SUPPLIED INFORMATION:
========

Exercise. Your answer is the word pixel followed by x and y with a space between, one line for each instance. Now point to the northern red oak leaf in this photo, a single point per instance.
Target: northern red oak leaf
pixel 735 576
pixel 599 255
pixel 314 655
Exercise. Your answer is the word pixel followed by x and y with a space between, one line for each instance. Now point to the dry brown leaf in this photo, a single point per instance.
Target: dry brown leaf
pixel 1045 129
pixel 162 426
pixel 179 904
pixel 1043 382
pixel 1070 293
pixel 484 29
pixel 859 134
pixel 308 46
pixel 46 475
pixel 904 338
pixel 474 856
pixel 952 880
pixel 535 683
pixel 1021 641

========

AIM OF THE EXERCISE: Lines with the word "point" in them are the answer; report each one from the data.

EXPECTED ANSWER:
Exercise. Your answer is the word pixel followed by x and y with a space between, one line for each instance. Now point to the northern red oak leaf in this photo, a single point per instance.
Exercise. Your answer is the word pixel followed by x and y with a space between, one line for each instance. Now point to the dry brown leaf in this photo, a single point per instance.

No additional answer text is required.